» **WORK TO DO**
Copy the data precisely, character for character, and leave out every picture.
※ ※ ※
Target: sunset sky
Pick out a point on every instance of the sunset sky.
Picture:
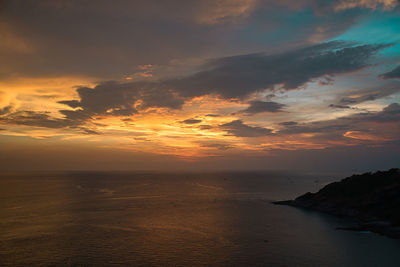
(199, 85)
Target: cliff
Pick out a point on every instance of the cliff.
(373, 199)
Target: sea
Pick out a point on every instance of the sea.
(176, 219)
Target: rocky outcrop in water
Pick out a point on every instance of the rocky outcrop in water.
(373, 199)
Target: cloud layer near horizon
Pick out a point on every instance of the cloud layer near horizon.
(203, 80)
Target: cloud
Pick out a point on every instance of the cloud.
(364, 122)
(239, 76)
(192, 121)
(339, 106)
(371, 4)
(217, 146)
(5, 110)
(231, 77)
(118, 99)
(239, 129)
(370, 94)
(393, 74)
(39, 119)
(261, 106)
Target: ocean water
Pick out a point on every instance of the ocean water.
(175, 219)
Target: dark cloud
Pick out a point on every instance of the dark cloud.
(39, 119)
(393, 74)
(261, 106)
(103, 40)
(191, 121)
(337, 127)
(288, 123)
(339, 106)
(239, 76)
(369, 94)
(205, 127)
(217, 146)
(118, 99)
(231, 77)
(239, 129)
(5, 110)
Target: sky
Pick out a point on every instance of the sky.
(301, 85)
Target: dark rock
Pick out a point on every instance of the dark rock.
(373, 199)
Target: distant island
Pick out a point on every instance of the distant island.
(373, 199)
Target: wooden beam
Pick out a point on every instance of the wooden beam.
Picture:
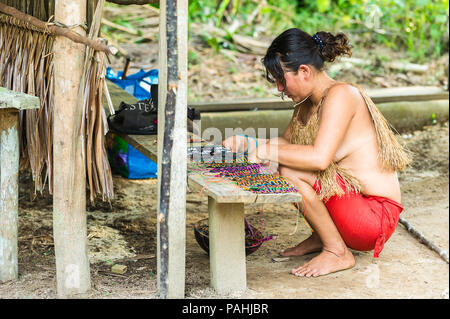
(402, 94)
(172, 157)
(69, 190)
(10, 104)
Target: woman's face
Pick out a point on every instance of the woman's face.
(297, 85)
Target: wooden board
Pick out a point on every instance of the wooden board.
(416, 93)
(223, 190)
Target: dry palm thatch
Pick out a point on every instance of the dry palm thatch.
(26, 66)
(93, 118)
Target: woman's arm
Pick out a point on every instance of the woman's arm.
(337, 112)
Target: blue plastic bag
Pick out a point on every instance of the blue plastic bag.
(123, 157)
(137, 84)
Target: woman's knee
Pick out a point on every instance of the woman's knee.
(294, 175)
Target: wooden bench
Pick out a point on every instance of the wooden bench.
(226, 227)
(225, 208)
(10, 104)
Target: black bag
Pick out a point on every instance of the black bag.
(141, 118)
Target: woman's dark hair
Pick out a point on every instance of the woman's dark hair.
(294, 47)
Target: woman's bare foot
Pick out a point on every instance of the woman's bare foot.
(310, 245)
(326, 263)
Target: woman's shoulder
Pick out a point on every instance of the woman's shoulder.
(341, 94)
(344, 89)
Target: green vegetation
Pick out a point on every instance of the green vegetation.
(418, 26)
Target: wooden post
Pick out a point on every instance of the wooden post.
(227, 246)
(69, 190)
(172, 148)
(10, 104)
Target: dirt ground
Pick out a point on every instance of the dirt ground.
(125, 233)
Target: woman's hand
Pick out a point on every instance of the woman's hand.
(236, 143)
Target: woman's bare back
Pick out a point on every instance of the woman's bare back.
(358, 153)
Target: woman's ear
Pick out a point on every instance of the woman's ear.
(305, 71)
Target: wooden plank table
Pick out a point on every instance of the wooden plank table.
(225, 208)
(226, 227)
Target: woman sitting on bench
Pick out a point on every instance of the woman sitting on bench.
(338, 150)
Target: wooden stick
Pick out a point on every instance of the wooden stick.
(69, 192)
(423, 240)
(140, 2)
(53, 29)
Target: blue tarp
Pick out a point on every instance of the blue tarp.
(136, 165)
(137, 84)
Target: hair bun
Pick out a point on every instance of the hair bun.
(334, 46)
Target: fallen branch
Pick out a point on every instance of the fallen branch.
(53, 29)
(423, 240)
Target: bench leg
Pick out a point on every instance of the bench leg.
※ ※ ※
» **FINAL ANSWER**
Target: sunset sky
Pick out a point on every instance of the sunset sky.
Picture:
(199, 85)
Target: cliff
Pick out a point on every instance of the cliff.
(373, 199)
Target: sea
Pick out a point on every instance of the sea.
(176, 219)
Target: rocky outcrop in water
Pick out a point on every instance of the rocky outcrop in water.
(373, 199)
Target: cloud layer near horizon
Pick out a point on every instance of the cloud layer near horizon.
(203, 80)
Target: cloud
Pick out a point on every instance of the cloud.
(364, 122)
(239, 76)
(192, 121)
(339, 106)
(371, 4)
(217, 146)
(5, 110)
(231, 77)
(118, 99)
(239, 129)
(370, 94)
(393, 74)
(39, 119)
(261, 106)
Target: ocean water
Pick out a point on every instance of the ocean water.
(175, 219)
Target: dark cloud
Pick out a point on every instance of the dark cloud.
(39, 119)
(393, 74)
(261, 106)
(103, 40)
(191, 121)
(337, 127)
(288, 123)
(339, 106)
(239, 76)
(369, 94)
(205, 127)
(217, 146)
(118, 99)
(231, 77)
(239, 129)
(5, 110)
Target: sky
Pick out a point on every instance of the sky.
(301, 85)
Target: dark rock
Pick out a point on every instance of the dark rock.
(373, 199)
Target: distant island
Pick out a point on every instance of the distant island.
(373, 199)
Target: wooden beam
Pick out a point on every instance of the wooden beam.
Picture:
(402, 94)
(172, 157)
(69, 190)
(10, 104)
Target: woman's face
Pick out a point on every instance of the woman's face.
(297, 85)
Target: wooden board
Pick out a point on every instance of the wooden board.
(416, 93)
(223, 190)
Target: dry palm thatch
Pick out a point on every instance of the dry palm thatch.
(26, 66)
(93, 118)
Target: woman's arm
Pick out a point on every instance of the woman's arm.
(337, 112)
Target: blue plastic bag
Pick out a point on every instance of the blue plastic bag.
(123, 157)
(137, 84)
Target: woman's knee
Pick out a point on every instance of the woman's knee.
(294, 175)
Target: wooden bench
Pick out a point on every instance of the wooden bench.
(226, 227)
(225, 208)
(10, 104)
Target: black bag
Pick out a point on every instance of the black bag.
(141, 118)
Target: woman's dark hair
Pick out a point on every instance of the woman's dark hair.
(294, 47)
Target: woman's bare foot
Pick out a point on every instance of the woman's bare foot.
(310, 245)
(326, 263)
Target: woman's shoulder
Pick out a point on every instance of the woman's shoulder.
(341, 94)
(344, 89)
Target: green vegetation
Pick out a point on every instance of the green vegetation.
(418, 26)
Target: wooden post
Pick out a point on every instance of the wooden post.
(227, 246)
(69, 190)
(172, 148)
(10, 104)
Target: dirt ground
Pick out a point on every instance of the dirt ground.
(125, 233)
Target: woman's hand
Pick out a point on every instance of the woman's hand.
(236, 143)
Target: woman's bare back
Pick out a point on every instance of the woman's bare back.
(358, 153)
Target: woman's ear
Pick out a point on every instance of the woman's ear.
(305, 71)
Target: wooden plank table
Pick out a point on every instance of the wooden plank table.
(225, 208)
(226, 227)
Target: woman sitting on bench
Pick out a point on every instance of the woman sitting on bench.
(338, 150)
Target: wooden stick
Pick out a point on every instance of the wooden stick.
(69, 192)
(423, 240)
(140, 2)
(53, 29)
Target: blue tarp
Pick out a point on every instance of the blue tarp.
(136, 165)
(137, 84)
Target: hair bun
Pick out a point on every instance of the hair bun.
(334, 46)
Target: fallen branch
Pick out a point on every instance of the fallen branch.
(53, 29)
(423, 240)
Target: bench leg
Pick out a point on every instance of the bench leg.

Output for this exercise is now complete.